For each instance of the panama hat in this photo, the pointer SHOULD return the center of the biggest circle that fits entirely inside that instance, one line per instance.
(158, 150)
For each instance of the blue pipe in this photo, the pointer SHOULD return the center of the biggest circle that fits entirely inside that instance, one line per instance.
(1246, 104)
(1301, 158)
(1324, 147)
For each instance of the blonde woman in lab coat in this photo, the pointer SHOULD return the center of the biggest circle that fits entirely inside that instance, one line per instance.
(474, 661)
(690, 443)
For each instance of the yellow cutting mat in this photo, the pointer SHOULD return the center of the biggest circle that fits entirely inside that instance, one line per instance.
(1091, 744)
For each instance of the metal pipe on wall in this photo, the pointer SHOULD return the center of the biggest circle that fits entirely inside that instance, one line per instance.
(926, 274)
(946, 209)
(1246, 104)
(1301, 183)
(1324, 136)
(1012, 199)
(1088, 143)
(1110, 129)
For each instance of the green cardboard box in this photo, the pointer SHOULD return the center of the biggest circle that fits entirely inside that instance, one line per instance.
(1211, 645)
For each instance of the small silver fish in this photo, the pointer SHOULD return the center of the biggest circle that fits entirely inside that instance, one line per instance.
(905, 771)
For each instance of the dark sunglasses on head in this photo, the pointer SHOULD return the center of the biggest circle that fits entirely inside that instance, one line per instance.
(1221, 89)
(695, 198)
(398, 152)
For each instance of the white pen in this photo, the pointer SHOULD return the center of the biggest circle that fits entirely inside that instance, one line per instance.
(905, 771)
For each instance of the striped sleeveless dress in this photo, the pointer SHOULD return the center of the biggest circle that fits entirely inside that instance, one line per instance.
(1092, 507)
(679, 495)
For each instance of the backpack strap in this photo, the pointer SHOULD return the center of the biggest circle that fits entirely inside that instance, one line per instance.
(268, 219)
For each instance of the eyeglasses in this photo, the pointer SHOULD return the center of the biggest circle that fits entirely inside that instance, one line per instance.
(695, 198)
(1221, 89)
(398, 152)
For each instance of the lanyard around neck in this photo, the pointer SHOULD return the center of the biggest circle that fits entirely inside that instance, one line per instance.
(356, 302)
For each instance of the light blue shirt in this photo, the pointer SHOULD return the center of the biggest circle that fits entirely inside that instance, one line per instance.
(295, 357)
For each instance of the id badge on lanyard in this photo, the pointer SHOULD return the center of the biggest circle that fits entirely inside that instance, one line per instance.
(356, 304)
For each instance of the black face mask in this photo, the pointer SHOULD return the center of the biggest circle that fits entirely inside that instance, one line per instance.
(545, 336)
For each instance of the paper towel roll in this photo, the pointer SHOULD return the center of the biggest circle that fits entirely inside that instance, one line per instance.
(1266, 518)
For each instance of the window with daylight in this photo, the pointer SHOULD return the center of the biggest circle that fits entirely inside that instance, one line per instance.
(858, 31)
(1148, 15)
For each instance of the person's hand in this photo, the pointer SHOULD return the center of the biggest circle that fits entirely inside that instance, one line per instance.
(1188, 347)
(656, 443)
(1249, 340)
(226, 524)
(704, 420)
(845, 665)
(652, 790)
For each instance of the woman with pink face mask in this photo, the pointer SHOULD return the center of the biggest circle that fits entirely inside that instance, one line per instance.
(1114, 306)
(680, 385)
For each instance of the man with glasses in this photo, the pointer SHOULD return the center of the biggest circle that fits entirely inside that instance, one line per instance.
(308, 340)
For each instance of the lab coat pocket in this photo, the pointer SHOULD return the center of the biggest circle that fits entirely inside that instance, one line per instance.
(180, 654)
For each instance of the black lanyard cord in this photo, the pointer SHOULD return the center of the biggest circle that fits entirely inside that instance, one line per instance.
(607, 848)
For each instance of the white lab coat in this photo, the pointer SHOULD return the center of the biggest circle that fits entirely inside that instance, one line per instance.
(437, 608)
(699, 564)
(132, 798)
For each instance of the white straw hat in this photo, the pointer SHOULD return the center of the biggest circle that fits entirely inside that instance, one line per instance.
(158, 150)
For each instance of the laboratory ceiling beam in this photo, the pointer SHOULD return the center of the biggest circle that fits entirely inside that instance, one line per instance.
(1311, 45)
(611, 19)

▸ **Prompt**
Lines from the one containing "For each instance of the laboratory" through the final line of the material should be set down exactly, and no other lines.

▸ **Task solution**
For each instance of the laboratory ceiling beam in this photo, the pointer SHOULD return the center of the biggest circle that fits entirely inside that instance, one line per instance.
(1311, 45)
(611, 19)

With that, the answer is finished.